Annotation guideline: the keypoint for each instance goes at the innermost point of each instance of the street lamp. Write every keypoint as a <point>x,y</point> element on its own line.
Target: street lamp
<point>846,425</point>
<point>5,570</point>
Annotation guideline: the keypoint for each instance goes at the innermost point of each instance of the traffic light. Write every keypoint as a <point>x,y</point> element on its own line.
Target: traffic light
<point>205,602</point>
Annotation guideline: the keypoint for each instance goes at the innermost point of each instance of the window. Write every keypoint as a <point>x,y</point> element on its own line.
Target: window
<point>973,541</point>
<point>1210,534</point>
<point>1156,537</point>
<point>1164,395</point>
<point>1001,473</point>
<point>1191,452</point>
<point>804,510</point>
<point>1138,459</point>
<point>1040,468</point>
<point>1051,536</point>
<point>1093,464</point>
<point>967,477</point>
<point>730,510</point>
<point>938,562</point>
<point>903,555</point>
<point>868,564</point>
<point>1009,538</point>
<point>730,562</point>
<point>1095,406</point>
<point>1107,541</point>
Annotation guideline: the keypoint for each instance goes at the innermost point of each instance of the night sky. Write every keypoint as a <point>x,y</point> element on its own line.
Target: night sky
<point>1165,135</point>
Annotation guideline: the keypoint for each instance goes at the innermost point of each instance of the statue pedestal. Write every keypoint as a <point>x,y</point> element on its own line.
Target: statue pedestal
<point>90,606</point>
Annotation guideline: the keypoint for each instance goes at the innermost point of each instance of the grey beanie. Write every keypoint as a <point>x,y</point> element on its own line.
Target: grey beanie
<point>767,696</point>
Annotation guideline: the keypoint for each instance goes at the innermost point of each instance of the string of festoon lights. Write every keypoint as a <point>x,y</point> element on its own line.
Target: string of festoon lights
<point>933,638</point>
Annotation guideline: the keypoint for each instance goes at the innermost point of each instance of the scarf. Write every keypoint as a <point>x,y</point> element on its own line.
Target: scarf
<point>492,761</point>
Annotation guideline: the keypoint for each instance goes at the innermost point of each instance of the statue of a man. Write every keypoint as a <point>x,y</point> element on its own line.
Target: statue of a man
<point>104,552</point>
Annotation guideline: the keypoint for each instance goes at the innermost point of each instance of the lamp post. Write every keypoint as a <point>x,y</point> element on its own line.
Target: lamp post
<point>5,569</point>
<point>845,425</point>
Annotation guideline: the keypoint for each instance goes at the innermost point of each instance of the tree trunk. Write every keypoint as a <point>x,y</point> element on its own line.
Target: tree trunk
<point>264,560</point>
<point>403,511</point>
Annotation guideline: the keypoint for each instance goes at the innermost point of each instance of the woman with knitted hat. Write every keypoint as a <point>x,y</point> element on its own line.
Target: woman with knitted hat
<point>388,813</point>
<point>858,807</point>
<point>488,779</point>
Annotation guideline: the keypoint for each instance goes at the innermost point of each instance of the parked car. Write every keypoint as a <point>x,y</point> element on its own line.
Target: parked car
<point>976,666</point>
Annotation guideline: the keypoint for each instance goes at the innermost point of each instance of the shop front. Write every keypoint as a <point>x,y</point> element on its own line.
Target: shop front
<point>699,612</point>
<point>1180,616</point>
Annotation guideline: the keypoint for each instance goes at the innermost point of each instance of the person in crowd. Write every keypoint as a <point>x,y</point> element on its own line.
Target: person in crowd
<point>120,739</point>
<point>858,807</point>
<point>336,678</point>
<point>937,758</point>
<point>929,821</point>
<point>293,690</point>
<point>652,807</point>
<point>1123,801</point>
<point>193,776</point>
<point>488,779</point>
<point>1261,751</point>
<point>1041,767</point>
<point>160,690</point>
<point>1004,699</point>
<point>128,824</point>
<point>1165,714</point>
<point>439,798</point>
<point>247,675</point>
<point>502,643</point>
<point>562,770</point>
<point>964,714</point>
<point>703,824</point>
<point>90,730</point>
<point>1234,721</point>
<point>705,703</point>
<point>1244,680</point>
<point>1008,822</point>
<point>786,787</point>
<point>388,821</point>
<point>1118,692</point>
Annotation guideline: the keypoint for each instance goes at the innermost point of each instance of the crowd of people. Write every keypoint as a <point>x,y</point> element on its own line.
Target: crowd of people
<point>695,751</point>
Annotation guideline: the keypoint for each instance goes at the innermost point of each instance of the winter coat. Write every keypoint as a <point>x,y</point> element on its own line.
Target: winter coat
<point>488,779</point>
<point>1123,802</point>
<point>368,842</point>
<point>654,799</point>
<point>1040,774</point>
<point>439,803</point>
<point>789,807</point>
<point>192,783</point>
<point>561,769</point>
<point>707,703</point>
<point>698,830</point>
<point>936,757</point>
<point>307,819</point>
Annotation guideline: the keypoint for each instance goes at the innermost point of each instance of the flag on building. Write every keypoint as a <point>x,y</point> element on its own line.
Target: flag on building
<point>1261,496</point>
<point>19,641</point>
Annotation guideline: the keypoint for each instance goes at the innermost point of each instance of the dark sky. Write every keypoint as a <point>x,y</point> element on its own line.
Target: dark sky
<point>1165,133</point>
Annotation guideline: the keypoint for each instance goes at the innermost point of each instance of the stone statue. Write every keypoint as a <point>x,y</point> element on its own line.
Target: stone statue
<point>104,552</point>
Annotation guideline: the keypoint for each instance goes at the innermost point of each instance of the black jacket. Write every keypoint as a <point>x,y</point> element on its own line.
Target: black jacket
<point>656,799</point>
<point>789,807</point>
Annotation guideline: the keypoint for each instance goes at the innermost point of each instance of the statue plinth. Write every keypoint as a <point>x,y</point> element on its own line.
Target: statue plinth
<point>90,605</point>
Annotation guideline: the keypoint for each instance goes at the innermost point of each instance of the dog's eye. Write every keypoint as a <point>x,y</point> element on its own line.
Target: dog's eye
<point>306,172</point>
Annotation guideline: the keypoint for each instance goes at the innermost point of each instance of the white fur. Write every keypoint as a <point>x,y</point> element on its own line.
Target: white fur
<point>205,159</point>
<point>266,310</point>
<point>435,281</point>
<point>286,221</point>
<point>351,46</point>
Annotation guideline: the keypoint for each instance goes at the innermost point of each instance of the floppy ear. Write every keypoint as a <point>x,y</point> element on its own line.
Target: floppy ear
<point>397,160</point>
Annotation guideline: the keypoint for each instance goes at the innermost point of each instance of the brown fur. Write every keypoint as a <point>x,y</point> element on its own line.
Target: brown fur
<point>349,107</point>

***

- [OBJECTIVE] Print the lines of the material above again, unchanged, from the line with "the statue of" to the line with "<point>976,666</point>", including both of those lines.

- [RESULT]
Annotation guideline: the keypoint for each instance goes at the innermost point of each instance of the statue of a man. Write every keypoint as a <point>x,y</point> element on its own line.
Target: statue of a man
<point>104,552</point>
Annotation guideline: the keypoint for each instance goes at the innermost point of each instance of the lamp post. Write every keypoint as a <point>x,y</point> element on its own line.
Target: lamp post
<point>5,569</point>
<point>845,425</point>
Annotation guideline: the keypoint for each instance goes at the innermost point of each instance of the tree trunk. Write every keypoint as a <point>x,y</point> element on its own line.
Target: tree trunk
<point>264,560</point>
<point>403,511</point>
Annotation guideline: the keypoint for each instance goes at the innermost point of each instance of the woman with knitted hat. Write every keypoint as a <point>x,y</point> element on its own line.
Target: woman with knitted hat
<point>388,813</point>
<point>858,807</point>
<point>488,779</point>
Annotation guideline: the keypoint for each instance goes at the innermost point of each instance of the parked car. Write every keypoint as a <point>x,y</point> element on its own line.
Target: parked car
<point>976,666</point>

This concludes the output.